• [YOUR TASK]: Render the listing between the lines holding "like x=152 y=242." and "x=217 y=235", inclusive, as a two-column CSV with the headers text and answer. Make one row for each text with its answer, put each value in a single quoted field, and replace line breaks with spaces.

## Begin SUPPLIED ENTRIES

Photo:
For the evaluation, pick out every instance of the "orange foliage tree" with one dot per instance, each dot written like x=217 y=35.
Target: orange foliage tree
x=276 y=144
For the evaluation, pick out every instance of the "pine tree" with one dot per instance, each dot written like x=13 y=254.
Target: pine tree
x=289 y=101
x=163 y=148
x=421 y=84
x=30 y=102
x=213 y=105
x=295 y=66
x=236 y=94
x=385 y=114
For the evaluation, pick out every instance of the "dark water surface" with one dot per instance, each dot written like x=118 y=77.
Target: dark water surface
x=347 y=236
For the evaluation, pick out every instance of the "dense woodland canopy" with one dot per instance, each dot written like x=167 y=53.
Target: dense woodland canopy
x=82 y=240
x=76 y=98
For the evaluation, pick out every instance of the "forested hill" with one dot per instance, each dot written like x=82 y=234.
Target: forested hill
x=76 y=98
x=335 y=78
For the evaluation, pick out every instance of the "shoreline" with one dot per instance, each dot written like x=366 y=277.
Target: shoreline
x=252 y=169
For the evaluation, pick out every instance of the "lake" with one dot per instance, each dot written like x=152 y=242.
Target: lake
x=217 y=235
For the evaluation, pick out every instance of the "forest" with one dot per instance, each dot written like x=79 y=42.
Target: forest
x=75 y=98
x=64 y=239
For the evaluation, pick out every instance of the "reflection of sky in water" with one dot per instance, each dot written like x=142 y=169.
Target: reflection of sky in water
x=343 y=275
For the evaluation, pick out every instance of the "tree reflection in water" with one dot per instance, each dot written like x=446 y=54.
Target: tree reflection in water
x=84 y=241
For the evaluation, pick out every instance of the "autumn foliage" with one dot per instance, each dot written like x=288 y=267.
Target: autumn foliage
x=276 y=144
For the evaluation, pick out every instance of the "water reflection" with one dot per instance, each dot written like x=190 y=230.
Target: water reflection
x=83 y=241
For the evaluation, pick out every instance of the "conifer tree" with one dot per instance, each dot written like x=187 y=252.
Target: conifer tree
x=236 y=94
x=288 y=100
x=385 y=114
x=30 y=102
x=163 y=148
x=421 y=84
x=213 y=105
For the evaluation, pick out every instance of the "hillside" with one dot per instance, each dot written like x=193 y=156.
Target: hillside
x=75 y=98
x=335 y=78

## End SUPPLIED ENTRIES
## Begin SUPPLIED ENTRIES

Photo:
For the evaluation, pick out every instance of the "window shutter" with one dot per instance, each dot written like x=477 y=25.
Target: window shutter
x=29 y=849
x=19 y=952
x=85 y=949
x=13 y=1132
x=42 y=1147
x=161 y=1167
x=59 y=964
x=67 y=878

## End SUPPLIED ENTRIES

• [FULL ANSWER]:
text,answer
"For the evaluation, pick out every instance of the ""lake"" with one dot per instance, each dot written like x=152 y=242. Target: lake","x=217 y=235"